Bei den Kommunalwahlen in Israel zeichnen sich Medienberichten zufolge Gewinne für streng religiöse und rechtsextreme Parteien ab. Im Stadtrat von Jerusalem deuteten vorläufigen Ergebnisse etwa auf eine "beispiellose Mehrheit" ultraorthodoxer Kräfte hin, meldete die "Times of Israel" am Mittwoch. Grund dafür sei, dass ultraorthodoxe Menschen in grosser Zahl wählen gegangen seien, während andere Gruppen den Urnen fernblieben. Die Strengreligiösen stellen rund 13 Prozent der insgesamt knapp zehn Millionen Einwohner Israels.
Landesweit gaben am Dienstag laut dem Blatt nur knapp 50 Prozent der insgesamt mehr als sieben Millionen zur Wahl aufgerufenen Bürger ihre Stimme ab - weniger als sonst bei Kommunalwahlen in Israel üblich. Wegen des seit fast fünf Monaten dauernden Gaza-Krieges war bereits vorab mit einer geringen Wahlbeteiligung gerechnet worden.
In Jerusalem zeichnete sich Medien zufolge auch ab, dass der rechtskonservative Bürgermeister Mosche Lion wie erwartet im Amt bleibt. Die Küstenstädte Tel Aviv und Haifa bleiben der Zeitung "Haaretz" zufolge dagegen weiterhin "liberale Hochburgen" im Land. In Tel Aviv gratulierte die frühere Wirtschaftsministerin Orna Barbivai ihrem Rivalen Ron Chuldai zum Sieg. Chuldai ist bereits seit vielen Jahren Bürgermeister der Küstenmetropole.
:::::
#### [AUFGABEN]
(1) Gib aus dem Textabschnitt über die israelischen Kommunalwahlen die Passage wörtlich wieder, die mit den Worten „Landesweit gaben am“ einsetzt und mit „Bürgermeister der Küstenmetropole.“ schließt.
(2) Welcher Anteil der zur Wahl aufgerufenen Bürger hat laut dem Textabschnitt landesweit seine Stimme abgegeben?

#### [DATENAUSZUG]
:::::
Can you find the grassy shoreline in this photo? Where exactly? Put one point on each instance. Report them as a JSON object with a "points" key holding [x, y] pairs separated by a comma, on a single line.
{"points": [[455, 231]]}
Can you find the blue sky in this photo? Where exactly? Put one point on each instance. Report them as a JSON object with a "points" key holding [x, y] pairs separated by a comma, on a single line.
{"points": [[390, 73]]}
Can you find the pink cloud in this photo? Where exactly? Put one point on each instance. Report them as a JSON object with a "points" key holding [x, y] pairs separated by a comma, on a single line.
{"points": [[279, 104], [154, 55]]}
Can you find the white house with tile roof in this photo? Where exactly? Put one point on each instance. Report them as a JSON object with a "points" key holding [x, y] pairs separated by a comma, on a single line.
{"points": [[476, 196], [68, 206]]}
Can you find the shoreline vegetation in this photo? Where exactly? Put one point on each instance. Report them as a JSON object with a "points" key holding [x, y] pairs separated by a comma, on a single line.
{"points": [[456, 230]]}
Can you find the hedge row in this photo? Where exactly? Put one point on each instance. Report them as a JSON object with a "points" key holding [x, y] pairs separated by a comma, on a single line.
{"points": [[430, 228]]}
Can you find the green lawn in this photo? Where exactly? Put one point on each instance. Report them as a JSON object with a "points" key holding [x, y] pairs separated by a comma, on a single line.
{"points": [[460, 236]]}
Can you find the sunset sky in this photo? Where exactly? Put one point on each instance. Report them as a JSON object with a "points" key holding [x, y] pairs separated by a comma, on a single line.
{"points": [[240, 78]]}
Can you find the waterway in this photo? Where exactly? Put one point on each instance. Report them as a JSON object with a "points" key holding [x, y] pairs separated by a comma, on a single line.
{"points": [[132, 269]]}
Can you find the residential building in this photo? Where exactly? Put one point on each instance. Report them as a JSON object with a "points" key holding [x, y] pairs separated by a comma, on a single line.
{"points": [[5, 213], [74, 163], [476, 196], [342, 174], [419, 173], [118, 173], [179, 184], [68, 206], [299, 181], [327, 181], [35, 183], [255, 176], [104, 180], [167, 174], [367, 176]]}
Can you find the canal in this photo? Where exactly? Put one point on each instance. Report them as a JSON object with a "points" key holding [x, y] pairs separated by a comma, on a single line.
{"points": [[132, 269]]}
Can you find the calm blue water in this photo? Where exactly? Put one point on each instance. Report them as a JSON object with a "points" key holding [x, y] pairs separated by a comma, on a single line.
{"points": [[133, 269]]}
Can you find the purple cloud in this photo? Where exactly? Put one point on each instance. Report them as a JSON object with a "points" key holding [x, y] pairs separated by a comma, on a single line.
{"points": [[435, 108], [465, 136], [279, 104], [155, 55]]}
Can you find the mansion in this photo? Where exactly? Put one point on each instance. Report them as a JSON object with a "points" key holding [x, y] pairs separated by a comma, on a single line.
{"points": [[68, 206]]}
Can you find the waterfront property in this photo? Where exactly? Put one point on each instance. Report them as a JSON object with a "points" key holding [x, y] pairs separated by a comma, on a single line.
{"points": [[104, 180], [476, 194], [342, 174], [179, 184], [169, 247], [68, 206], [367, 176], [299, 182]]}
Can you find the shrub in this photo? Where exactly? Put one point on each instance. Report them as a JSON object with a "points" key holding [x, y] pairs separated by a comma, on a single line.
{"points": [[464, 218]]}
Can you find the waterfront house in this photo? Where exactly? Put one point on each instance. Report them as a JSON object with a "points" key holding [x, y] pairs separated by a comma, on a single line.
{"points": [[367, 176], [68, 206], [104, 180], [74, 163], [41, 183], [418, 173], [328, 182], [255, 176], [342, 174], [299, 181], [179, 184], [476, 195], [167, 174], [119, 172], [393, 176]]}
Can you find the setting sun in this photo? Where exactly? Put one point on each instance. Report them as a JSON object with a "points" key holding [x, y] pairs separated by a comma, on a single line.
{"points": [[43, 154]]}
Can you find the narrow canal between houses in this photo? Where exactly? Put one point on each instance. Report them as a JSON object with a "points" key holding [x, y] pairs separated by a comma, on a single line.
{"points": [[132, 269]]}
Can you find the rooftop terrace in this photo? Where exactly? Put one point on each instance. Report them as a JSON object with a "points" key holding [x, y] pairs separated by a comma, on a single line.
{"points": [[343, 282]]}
:::::
#### [ERWARTETE ANTWORTEN]
(1)
Landesweit gaben am Dienstag laut dem Blatt nur knapp 50 Prozent der insgesamt mehr als sieben Millionen zur Wahl aufgerufenen Bürger ihre Stimme ab - weniger als sonst bei Kommunalwahlen in Israel üblich. Wegen des seit fast fünf Monaten dauernden Gaza-Krieges war bereits vorab mit einer geringen Wahlbeteiligung gerechnet worden.
In Jerusalem zeichnete sich Medien zufolge auch ab, dass der rechtskonservative Bürgermeister Mosche Lion wie erwartet im Amt bleibt. Die Küstenstädte Tel Aviv und Haifa bleiben der Zeitung "Haaretz" zufolge dagegen weiterhin "liberale Hochburgen" im Land. In Tel Aviv gratulierte die frühere Wirtschaftsministerin Orna Barbivai ihrem Rivalen Ron Chuldai zum Sieg. Chuldai ist bereits seit vielen Jahren Bürgermeister der Küstenmetropole.

(2) Knapp 50 Prozent der insgesamt mehr als sieben Millionen zur Wahl aufgerufenen Bürger.